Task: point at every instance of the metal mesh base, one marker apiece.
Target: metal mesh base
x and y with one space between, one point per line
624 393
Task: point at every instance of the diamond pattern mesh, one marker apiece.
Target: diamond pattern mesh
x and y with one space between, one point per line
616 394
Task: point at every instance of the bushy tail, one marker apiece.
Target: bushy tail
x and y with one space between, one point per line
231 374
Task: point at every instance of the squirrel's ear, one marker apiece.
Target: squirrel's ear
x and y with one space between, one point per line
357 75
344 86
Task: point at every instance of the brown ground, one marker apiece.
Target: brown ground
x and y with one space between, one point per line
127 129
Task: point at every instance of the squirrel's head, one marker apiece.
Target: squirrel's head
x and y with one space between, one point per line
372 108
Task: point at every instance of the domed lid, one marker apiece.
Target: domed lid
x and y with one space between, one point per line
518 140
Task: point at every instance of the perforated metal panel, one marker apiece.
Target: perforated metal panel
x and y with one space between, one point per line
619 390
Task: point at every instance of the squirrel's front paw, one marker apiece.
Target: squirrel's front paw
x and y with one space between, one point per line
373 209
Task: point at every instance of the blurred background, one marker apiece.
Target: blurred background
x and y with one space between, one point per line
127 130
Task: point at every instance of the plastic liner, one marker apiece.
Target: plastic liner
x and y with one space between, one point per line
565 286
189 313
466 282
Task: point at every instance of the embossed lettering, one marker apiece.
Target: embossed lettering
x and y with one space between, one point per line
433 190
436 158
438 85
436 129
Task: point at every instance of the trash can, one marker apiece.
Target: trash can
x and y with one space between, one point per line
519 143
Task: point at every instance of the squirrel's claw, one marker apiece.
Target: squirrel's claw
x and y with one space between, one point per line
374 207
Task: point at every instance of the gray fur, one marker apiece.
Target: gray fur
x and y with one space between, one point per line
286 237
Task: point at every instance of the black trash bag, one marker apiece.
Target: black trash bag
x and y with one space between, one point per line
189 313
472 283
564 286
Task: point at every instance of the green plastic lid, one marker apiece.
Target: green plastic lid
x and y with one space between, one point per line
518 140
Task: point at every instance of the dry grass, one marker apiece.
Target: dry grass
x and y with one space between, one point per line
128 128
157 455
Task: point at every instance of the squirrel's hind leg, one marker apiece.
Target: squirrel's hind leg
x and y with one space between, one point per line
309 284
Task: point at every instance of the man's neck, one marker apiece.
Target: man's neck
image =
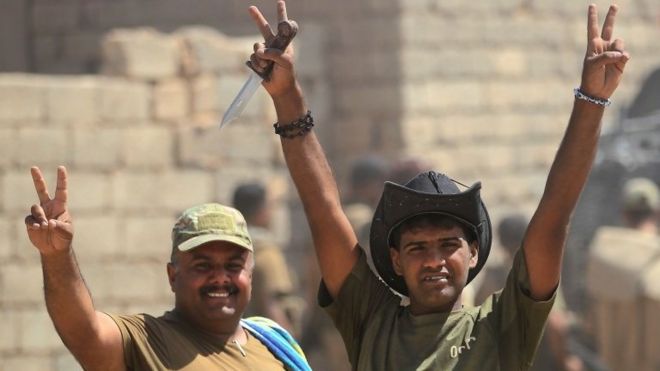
■ ■ ■ ■ ■ ■ ■
#### Problem:
Return every line of the records above that contains the string "neck".

#### Solution for this exercise:
Task: point at every instance of the man's neck, one marker apiece.
Target: man's neck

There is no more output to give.